- Text under study
Biology Asked by Kal on December 13, 2020

Germs can develop antimicrobial resistance. It is a problem serious enough to deserve an FAQ page on the WHO website (http://www.who.int/mediacentre/factsheets/fs194/en/).

But how about surfactant resistance? We wash our body, our dishes, our clothes, and pretty much anything that is washable with soap/detergent, which means surfactants.

So can germs develop surfactant resistance in a way that is harmful to human health? If so, is there any recorded experiment about it? If not, why not?

One Answer

Never say never indeed!

a three part answer to the question:

  1. Bacteria can develop resistance. These researchers did a screen for Staph and Pseudomonas which survived a detergent/soap treatment and indeed were able to select for many strains. I'm not sure that their explanation of why they are resistant is a final answer, especially for the Pseudomonas strains which have no hypothesis at all.

  2. Nearly all bacteria do this all the time #1 Most bacteria can go into spore or plaque forms which basically hibernate. These plaque colonies are matrices of crosslinked bacteria and are resistant to extremes of conditions in the environment or lack of food.

- Listed records
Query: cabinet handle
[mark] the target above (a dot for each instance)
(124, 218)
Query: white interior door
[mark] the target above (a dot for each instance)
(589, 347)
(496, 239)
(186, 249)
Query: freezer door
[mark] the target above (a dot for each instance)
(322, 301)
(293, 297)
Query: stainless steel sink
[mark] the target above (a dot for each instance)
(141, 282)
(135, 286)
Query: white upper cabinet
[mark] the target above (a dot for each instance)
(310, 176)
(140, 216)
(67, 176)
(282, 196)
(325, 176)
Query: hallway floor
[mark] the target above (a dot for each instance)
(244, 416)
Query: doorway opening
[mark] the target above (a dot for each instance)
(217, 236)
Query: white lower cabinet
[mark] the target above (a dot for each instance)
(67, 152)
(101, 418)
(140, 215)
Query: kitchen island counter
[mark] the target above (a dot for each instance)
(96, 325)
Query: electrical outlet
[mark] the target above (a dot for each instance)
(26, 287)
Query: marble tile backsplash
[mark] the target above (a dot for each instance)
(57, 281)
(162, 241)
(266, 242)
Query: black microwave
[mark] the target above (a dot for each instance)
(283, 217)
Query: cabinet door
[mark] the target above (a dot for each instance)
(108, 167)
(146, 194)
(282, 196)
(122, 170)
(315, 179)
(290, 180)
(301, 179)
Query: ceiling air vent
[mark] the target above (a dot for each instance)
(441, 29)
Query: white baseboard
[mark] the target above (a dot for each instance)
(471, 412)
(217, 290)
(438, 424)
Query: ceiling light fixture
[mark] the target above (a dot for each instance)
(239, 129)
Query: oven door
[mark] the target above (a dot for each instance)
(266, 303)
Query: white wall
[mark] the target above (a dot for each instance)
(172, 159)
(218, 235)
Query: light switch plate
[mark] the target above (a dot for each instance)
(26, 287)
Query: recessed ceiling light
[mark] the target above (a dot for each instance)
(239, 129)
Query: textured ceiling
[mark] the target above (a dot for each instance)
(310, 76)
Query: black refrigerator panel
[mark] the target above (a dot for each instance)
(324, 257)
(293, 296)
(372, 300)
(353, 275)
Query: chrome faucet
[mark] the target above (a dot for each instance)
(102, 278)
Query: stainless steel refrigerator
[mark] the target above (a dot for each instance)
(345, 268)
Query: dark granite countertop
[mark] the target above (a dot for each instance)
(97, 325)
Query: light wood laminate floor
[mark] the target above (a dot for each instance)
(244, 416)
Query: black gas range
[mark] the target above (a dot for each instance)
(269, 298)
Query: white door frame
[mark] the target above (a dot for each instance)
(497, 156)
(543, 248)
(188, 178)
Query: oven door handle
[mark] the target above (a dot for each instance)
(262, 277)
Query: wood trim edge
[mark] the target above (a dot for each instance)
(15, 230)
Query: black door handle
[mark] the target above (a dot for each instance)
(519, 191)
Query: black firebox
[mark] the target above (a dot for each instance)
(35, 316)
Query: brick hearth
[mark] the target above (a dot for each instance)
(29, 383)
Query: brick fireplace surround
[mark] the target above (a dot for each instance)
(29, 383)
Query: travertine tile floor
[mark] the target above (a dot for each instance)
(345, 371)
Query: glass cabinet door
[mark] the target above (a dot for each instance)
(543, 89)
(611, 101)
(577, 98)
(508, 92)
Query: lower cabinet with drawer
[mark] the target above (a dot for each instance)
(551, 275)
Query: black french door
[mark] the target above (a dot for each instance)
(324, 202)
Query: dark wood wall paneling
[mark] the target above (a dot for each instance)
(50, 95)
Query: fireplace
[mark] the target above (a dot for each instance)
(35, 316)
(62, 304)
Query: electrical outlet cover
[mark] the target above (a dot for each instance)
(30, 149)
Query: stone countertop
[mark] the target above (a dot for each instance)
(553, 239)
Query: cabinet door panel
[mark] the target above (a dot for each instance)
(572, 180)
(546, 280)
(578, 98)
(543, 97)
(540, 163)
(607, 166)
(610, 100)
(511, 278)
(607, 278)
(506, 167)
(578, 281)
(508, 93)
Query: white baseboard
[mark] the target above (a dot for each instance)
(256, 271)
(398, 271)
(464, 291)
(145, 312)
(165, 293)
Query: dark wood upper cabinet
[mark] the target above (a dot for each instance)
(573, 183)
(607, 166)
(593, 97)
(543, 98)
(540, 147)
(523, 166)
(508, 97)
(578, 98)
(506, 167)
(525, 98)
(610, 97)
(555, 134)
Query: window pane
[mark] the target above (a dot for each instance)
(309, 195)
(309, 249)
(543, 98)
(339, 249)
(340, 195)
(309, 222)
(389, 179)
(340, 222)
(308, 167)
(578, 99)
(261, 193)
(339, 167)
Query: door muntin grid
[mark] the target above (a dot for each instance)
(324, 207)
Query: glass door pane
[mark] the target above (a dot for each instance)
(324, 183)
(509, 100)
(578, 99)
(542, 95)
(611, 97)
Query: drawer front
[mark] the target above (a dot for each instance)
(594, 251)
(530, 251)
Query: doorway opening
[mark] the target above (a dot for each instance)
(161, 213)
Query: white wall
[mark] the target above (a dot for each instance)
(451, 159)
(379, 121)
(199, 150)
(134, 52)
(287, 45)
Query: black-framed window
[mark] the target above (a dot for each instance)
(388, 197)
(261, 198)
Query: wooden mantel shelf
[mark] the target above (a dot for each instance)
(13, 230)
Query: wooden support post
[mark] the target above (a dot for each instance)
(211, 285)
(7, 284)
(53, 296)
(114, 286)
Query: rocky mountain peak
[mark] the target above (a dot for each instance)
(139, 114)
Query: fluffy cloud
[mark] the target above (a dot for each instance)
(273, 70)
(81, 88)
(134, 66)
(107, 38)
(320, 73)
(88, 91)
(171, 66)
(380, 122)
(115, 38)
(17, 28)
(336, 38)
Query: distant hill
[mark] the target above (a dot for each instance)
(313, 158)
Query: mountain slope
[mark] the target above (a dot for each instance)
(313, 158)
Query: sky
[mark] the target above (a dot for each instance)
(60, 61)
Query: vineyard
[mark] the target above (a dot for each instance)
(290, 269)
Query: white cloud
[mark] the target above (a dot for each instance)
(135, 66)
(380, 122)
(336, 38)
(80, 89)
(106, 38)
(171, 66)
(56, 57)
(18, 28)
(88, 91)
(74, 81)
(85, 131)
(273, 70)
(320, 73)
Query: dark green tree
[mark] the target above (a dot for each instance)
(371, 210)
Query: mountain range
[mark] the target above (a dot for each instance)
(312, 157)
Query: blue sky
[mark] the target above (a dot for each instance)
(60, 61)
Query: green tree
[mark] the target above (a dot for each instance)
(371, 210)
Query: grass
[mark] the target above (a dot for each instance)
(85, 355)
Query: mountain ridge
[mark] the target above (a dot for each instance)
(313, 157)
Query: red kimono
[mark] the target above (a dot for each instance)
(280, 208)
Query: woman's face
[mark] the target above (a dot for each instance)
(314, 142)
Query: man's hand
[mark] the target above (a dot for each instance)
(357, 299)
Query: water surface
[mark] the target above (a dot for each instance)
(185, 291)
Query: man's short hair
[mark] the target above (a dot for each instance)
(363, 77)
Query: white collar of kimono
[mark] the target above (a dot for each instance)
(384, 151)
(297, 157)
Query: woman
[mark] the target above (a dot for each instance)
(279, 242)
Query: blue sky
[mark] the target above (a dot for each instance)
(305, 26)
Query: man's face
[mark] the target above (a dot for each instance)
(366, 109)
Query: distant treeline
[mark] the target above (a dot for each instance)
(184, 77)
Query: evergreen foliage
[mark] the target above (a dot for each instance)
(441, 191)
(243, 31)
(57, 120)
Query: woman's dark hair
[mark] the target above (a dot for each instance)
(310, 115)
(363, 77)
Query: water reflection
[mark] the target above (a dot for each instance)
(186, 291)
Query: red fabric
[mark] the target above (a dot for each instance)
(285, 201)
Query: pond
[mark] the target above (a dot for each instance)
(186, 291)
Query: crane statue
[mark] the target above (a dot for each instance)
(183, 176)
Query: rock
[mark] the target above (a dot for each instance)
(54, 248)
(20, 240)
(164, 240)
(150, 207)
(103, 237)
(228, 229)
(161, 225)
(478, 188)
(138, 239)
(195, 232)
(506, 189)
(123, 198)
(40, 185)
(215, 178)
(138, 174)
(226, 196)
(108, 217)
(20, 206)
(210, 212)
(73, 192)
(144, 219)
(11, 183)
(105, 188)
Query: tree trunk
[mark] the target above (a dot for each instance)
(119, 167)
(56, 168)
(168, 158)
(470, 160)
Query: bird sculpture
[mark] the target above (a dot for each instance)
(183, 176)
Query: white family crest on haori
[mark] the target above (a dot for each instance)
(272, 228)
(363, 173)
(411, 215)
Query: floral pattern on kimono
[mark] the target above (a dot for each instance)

- Prompt A
Answer the following from the text on surfactant resistance in germs:
(i) Which organization's website has an FAQ page on antimicrobial resistance?
(ii) Which two kinds of bacteria did the researchers screen after a detergent/soap treatment?
(iii) Into which forms can most bacteria go to basically hibernate?
- Prompt B
Resume the text on surfactant resistance in germs, starting after its final sentence.

- Final answer A
(i) The WHO.
(ii) Staph and Pseudomonas.
(iii) Spore or plaque forms.

- Final answer B
  3. Even Normal Resistance is a relative thing. Alcohol sanitizers kill 99.9% of bacteria. That sounds like a lot but that 0.1% can come back to full strength in a relatively short period of time. 0.1% is still millions of individuals surviving after a shower. Resistant bacteria have a higher proportion of survivors and should improve the bounce back rate. So resistance is a term which you need to define for a given situation.

Surfactant (soap) resistant bacteria can be nearly any sort of bacteria and a certain percentage of them are ready for a scrub down at any given time. To get a surface completely free of bacteria takes a good deal of work.

As far as a danger to human health - resistance to being killed by soap is a real problem because the few of them which also have resistance to antibiotics and are pathogenic will be pretty much unstoppable. Its not likely that surfactant resistance will itself make a bacteria pathogenic (never say never!) but if such a 'triple threat' emerges we'd all be in trouble.